◆ **Aim of the exercise**
Give all the records again, with no alterations.

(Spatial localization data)
════
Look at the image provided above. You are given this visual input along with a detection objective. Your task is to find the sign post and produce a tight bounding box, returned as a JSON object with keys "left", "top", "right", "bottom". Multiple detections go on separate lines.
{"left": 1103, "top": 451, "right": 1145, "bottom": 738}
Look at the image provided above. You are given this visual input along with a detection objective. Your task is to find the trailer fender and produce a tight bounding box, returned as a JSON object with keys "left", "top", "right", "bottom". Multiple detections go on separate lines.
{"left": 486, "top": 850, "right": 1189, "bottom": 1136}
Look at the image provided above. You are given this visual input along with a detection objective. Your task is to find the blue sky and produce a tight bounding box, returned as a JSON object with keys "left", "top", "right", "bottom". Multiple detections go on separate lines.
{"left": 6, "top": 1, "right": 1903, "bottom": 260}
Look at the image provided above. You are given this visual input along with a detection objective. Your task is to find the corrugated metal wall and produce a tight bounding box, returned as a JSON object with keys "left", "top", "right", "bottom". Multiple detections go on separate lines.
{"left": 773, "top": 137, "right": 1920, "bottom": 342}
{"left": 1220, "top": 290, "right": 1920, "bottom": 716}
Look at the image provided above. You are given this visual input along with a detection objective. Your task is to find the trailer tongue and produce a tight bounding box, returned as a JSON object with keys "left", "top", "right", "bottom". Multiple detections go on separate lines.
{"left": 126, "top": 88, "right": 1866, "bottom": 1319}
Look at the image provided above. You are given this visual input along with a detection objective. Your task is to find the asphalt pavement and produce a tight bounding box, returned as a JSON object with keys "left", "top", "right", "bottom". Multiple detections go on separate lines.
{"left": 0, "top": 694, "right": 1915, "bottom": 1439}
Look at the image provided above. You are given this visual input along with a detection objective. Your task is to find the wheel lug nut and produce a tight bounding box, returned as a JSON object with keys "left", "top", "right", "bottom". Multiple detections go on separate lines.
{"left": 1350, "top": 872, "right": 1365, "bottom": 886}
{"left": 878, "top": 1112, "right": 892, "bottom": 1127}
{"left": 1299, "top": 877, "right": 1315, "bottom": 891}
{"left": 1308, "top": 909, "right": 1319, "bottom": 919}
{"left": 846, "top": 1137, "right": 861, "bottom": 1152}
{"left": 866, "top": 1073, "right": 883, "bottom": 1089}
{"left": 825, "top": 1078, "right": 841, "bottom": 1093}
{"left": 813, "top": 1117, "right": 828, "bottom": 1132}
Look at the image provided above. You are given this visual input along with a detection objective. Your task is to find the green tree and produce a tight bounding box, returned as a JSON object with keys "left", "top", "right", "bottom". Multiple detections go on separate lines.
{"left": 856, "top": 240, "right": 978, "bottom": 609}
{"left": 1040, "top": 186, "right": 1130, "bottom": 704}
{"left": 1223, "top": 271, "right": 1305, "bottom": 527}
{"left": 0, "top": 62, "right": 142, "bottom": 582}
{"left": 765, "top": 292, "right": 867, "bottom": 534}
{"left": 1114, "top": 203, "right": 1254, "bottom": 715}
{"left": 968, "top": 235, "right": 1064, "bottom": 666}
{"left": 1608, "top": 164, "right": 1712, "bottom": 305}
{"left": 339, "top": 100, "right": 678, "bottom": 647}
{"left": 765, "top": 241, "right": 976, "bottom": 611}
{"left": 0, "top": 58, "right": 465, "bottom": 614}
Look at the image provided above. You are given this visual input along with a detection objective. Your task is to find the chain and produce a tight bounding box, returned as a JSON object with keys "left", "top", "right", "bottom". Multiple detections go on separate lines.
════
◆ **Your response**
Look at the image provided above. You are given this visual input along with a detection objective. Your task is to find the sign post and produce a tight bounding box, returned as a JSON object with keys "left", "top", "right", "bottom". Multiple detections go on separate lines.
{"left": 1103, "top": 451, "right": 1145, "bottom": 738}
Look at the image provided above. You are given this visual input along with a detection objective. Your task is to find the trailer fender and produce a tight bounding box, returned as a JSON object with keys "left", "top", "right", "bottom". Multiple detections go on separate lines.
{"left": 486, "top": 850, "right": 1189, "bottom": 1136}
Look at the image provided above. You are given this visual input along with a detection objective. Your task is to find the blue sky and produce a tight bounding box, returned as a JSON object with keys "left", "top", "right", "bottom". Multiple detections go on separate lines.
{"left": 6, "top": 1, "right": 1903, "bottom": 260}
Look at the image provided above. You are given this visual input along with a detection objective. Your task is to find the corrugated metal wall and produce a tight bounding box, returned as a JSON object with keys "left", "top", "right", "bottom". Multiple detections go on separate lines.
{"left": 773, "top": 137, "right": 1920, "bottom": 342}
{"left": 1220, "top": 290, "right": 1920, "bottom": 716}
Look at the image provided above. You are given this visual input along with a detection objective. Your task is to find the trailer tongue and produce a tight bounding box, returned as a JSON object with keys "left", "top", "right", "bottom". Multiple detections go on separate lines.
{"left": 126, "top": 88, "right": 1866, "bottom": 1319}
Look at the image provided above. You are given this visual input along with a detection objective. Your task is to find the asphalt pavement and produce a tight bounding box, returned as a JSON object with keys "left", "top", "right", "bottom". Multiple detections go on separate lines.
{"left": 0, "top": 694, "right": 1915, "bottom": 1439}
Look at the image provided above. You are given this visual input along with a detection objective. Your task is to find the wheel lug nut and produce a tight bounding box, returned as a JSON object with keys "left", "top", "right", "bottom". Multiple detections go on separate lines.
{"left": 1350, "top": 872, "right": 1365, "bottom": 886}
{"left": 878, "top": 1112, "right": 892, "bottom": 1127}
{"left": 1299, "top": 877, "right": 1315, "bottom": 891}
{"left": 1308, "top": 909, "right": 1319, "bottom": 919}
{"left": 846, "top": 1137, "right": 861, "bottom": 1152}
{"left": 866, "top": 1073, "right": 883, "bottom": 1089}
{"left": 825, "top": 1078, "right": 841, "bottom": 1093}
{"left": 813, "top": 1117, "right": 828, "bottom": 1132}
Look at the image provided above. You are given this visual input along with a detection objective. Your task is to find the green tree and produce a tight bounding box, returned as a JSON object with keys "left", "top", "right", "bottom". Multiple detections go on separate lines.
{"left": 856, "top": 240, "right": 978, "bottom": 609}
{"left": 1040, "top": 186, "right": 1130, "bottom": 704}
{"left": 1223, "top": 271, "right": 1305, "bottom": 527}
{"left": 0, "top": 62, "right": 142, "bottom": 582}
{"left": 765, "top": 292, "right": 867, "bottom": 534}
{"left": 1114, "top": 203, "right": 1254, "bottom": 715}
{"left": 968, "top": 235, "right": 1064, "bottom": 666}
{"left": 1608, "top": 164, "right": 1712, "bottom": 305}
{"left": 339, "top": 100, "right": 678, "bottom": 647}
{"left": 765, "top": 241, "right": 976, "bottom": 611}
{"left": 0, "top": 58, "right": 465, "bottom": 614}
Look at the image provided above. You are given this visual input along with a detection objective. Your task is to find the chain and produce a tight bounding box, returned as a JSON object with keys "left", "top", "right", "bottom". Multiple detections go on separate lines.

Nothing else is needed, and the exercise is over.